### WORK INSTRUCTION 1
Summarize the passage on the Bible and counseling in two sentences.
### WORK INSTRUCTION 2
In the passage on the Bible and counseling, rewrite the paragraph beginning "Lurking here are some pretty serious implications" as a bulleted list that keeps its main points.
### WORK INSTRUCTION 3
Extend the passage on the Bible and counseling beyond its last sentence.

### EXERCISE TEXT
Second, the Bible does claim to show us how to live in the light of God’s will and purposes. This means that biblical ethics apply, at least generally, to all areas of life. Therefore, pastors, whose job is to lead others in the way of Jesus, should indeed have biblical wisdom related to the big questions of life. I think we should be careful about over-specializing these challenges: if your kid is giving you trouble, go to the child psychologist (the pastor knows the Bible, not child psychology); if you are depressed go see your therapist (the pastor knows about discipleship, not emotional illness); if your marriage is falling apart, go to the family therapist (your pastor can preach a good sermon, but he’s not an expert on relationships).
Lurking here are some pretty serious implications. Something like, “the Bible is not relevant to real world problems” or “when you really need help, it’s not to be found in the church, but in the assured results of the psychological sciences” or “just because the Bible tells us about God and heaven, it doesn’t mean that its principles apply to our daily lives.” I think many Christians (perhaps even Rachael) would disagree with these types of distinctions. And rightly so. Let’s not specialize the biblical worldview into irrelevance.
Bible and Counselling?
Let me see if I can point a way forward while at the same time sidestep the counter criticism (I can feel it coming!) that I’m “against counseling” or that I think we should just “read the Bible and pray” when we have problems.
While the Bible is not a technical manual on the ins and outs of human behavior, it does teach some foundational truths which speak to the entire complex of relationships. Particularly, I’m thinking about love, which is the key to all human interaction, even, yes, sex (go figure). We could also highlight such Christian virtues as: peace, patience, kindness, goodness, faithfulness, gentleness and self-control (See Galatians 5:22-23).

### EXTRACTED MATERIAL
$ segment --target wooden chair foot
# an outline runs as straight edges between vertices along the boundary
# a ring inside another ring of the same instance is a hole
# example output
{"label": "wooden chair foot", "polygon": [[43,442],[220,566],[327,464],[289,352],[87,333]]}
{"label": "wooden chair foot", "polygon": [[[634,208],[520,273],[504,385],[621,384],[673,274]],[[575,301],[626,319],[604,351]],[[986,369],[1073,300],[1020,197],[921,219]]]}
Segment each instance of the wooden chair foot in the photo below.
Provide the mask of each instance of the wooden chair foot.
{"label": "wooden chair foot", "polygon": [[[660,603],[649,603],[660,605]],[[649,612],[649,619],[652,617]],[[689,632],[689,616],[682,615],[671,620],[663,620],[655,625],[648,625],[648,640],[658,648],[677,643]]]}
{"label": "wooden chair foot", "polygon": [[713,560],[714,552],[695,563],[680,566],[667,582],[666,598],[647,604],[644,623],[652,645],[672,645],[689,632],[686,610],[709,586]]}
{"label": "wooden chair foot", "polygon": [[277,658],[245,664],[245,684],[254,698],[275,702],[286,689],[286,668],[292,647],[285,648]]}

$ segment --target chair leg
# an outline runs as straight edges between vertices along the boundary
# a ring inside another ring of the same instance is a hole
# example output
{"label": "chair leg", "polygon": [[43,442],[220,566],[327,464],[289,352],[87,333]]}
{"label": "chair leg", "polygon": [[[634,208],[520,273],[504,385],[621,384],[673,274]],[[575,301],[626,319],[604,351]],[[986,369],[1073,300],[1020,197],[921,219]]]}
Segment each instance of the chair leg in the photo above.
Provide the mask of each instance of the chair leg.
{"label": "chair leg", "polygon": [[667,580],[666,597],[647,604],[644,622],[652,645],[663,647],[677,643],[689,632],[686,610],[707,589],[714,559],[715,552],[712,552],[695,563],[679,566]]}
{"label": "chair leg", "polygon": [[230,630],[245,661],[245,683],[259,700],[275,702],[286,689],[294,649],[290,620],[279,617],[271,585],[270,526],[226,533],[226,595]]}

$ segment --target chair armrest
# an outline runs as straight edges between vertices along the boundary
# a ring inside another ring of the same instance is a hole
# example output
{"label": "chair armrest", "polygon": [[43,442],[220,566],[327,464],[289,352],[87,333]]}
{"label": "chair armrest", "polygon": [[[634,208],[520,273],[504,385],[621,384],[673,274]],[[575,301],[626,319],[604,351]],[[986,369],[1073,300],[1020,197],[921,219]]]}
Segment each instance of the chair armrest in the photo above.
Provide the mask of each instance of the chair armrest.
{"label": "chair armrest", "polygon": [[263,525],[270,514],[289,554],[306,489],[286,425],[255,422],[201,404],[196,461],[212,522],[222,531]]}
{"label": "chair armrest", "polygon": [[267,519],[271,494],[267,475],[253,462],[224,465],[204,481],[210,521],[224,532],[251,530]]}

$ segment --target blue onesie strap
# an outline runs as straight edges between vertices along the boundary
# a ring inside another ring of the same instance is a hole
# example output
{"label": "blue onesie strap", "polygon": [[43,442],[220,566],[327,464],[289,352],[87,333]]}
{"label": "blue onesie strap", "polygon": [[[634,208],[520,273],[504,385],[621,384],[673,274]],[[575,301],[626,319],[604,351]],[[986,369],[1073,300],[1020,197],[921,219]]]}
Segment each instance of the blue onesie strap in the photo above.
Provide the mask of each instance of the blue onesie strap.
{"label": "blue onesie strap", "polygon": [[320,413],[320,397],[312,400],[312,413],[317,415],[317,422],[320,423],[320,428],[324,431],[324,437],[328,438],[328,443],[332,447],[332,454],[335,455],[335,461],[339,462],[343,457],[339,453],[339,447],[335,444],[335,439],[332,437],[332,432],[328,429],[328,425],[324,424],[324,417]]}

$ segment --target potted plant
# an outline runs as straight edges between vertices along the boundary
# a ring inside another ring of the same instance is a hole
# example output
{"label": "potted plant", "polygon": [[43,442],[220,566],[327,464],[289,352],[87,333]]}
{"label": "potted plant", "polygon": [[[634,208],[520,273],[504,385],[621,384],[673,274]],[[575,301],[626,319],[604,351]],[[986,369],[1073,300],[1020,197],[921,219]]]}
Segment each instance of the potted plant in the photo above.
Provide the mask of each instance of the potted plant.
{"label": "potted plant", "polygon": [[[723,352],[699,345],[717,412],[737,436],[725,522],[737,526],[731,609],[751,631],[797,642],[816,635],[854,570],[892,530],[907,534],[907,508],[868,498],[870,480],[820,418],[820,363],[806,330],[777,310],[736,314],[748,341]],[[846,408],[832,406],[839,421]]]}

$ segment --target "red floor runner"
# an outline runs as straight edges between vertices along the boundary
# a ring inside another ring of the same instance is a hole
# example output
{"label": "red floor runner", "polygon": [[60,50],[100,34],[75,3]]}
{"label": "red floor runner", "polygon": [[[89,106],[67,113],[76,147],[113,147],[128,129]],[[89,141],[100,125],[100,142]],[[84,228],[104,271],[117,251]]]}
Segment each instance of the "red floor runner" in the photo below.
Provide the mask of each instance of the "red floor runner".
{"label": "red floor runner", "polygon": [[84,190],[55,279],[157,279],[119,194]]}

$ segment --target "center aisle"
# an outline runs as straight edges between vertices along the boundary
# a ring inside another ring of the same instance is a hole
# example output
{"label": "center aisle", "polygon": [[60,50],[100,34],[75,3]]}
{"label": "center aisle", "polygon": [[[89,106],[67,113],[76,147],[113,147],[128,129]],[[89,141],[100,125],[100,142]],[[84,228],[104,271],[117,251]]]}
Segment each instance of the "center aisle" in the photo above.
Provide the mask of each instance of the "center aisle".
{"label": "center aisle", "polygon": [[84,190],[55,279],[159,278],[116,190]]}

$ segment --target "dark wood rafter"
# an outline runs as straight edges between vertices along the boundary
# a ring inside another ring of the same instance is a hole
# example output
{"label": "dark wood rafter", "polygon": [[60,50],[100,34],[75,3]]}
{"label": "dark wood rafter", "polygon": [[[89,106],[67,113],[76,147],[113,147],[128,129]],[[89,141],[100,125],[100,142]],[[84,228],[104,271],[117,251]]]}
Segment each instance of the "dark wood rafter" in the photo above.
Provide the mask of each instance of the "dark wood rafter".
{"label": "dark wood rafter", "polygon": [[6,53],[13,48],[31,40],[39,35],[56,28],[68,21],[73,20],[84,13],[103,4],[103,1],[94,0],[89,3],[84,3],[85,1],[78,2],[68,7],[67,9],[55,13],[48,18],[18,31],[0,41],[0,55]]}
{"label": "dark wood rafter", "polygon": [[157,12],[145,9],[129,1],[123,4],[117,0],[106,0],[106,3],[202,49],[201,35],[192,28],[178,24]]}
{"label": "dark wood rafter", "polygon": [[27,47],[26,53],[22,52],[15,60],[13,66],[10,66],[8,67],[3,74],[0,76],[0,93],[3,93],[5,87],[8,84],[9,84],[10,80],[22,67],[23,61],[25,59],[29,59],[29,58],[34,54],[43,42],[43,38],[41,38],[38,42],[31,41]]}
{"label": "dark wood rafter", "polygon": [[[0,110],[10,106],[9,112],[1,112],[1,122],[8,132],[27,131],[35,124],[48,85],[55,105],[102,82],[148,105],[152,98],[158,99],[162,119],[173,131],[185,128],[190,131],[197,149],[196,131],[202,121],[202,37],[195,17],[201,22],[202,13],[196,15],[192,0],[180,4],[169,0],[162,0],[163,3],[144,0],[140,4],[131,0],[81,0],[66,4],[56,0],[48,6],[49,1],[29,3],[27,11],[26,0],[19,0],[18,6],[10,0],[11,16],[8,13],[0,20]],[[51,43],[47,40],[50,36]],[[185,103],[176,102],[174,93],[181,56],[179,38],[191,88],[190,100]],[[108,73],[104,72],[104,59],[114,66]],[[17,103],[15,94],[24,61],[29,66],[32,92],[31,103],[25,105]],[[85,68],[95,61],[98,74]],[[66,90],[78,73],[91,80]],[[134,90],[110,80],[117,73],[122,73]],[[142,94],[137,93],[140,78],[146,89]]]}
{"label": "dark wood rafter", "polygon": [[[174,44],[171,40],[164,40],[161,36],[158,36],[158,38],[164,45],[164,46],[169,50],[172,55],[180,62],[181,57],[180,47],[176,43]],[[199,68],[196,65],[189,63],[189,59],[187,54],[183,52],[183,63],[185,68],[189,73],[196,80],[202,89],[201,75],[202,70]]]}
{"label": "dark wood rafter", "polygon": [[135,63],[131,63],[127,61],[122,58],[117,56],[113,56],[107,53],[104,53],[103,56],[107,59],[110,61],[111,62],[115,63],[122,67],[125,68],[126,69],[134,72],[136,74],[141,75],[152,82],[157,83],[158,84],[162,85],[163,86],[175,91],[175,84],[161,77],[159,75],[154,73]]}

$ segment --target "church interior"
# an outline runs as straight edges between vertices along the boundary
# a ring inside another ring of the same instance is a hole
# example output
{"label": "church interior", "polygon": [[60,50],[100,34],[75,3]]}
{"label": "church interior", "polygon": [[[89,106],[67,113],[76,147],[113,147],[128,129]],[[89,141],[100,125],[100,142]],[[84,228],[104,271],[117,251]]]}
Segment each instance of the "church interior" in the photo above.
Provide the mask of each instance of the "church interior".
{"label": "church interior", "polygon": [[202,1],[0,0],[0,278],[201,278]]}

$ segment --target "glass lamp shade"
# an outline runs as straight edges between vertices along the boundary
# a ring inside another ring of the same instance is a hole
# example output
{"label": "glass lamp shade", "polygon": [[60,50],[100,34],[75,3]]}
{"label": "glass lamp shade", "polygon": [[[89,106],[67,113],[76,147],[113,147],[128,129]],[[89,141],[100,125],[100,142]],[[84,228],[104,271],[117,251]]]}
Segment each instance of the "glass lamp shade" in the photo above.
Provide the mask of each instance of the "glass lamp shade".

### EXERCISE RESULT 1
Because the Bible claims to show how to live in light of God's will, its ethics apply broadly to all of life, so pastors should have biblical wisdom on life's big questions instead of sending people to psychologists and therapists as if the pastor knew only the Bible. Such over-specializing implies that the Bible is irrelevant to real-world problems, and although the Bible is not a technical manual on human behavior, it teaches foundational truths such as love and the virtues listed in Galatians 5:22-23.

### EXERCISE RESULT 2
- This view carries some serious implications:
  - "the Bible is not relevant to real world problems"
  - real help is found in "the assured results of the psychological sciences," not in the church
  - the Bible's teaching about God and heaven does not mean its principles apply to daily life
- Many Christians, perhaps even Rachael, would rightly disagree with these distinctions.
- The biblical worldview should not be specialized into irrelevance.

### EXERCISE RESULT 3
But it is still true that psychology may offer helpful insights for emotional or relational problems. For example, we learn from counseling that when a child has suffered abuse the first thing they need to hear is “it’s not your fault.” That is something that we may not have realized without specific training. It is a welcome insight, and caring about hurting people means being well versed in this sort of insight.
But Biblical insights can and should still be part of counselling. In my brief career as a sexual therapist, here’s how biblical thinking affected my advice. The person who wrote to me about the propriety of certain sexual acts got this response: love says, whatever you do must be consensual (this was clearly the root issue as one part of the couple was trying to convince the other that something was “biblical”). If you love your spouse, don’t force her to do something she finds distasteful in order to satisfy your own needs. This is not rocket science. If you love her, focus on pleasing her, not on manipulating her into pleasing you. I am not saying this broad insight will resolve all problems. But I think that, if heeded, it does set the stage for a more positive outcome. I even venture to say that the principle of being others-oriented could put a lot of therapists and counselors out work. And it is decidedly a biblical principle; it is unambiguously within the purview of the pastor to teach such things.
So, in conclusion, I don’t think it’s so crazy that pastors and Bible teachers should opine on the big questions of life such as sex, money, success and relationships. These are not the sole purview of the experts. The Bible does speak to them. The Christian tradition has deep resources to address them. Now, whether or not Mark Driscoll’s advice is in continuity with those resources is an entirely different question (I don’t even know what his advice is). But given that he seems to speak out of some deeply experienced challenges, I suspect it is actually quite valuable.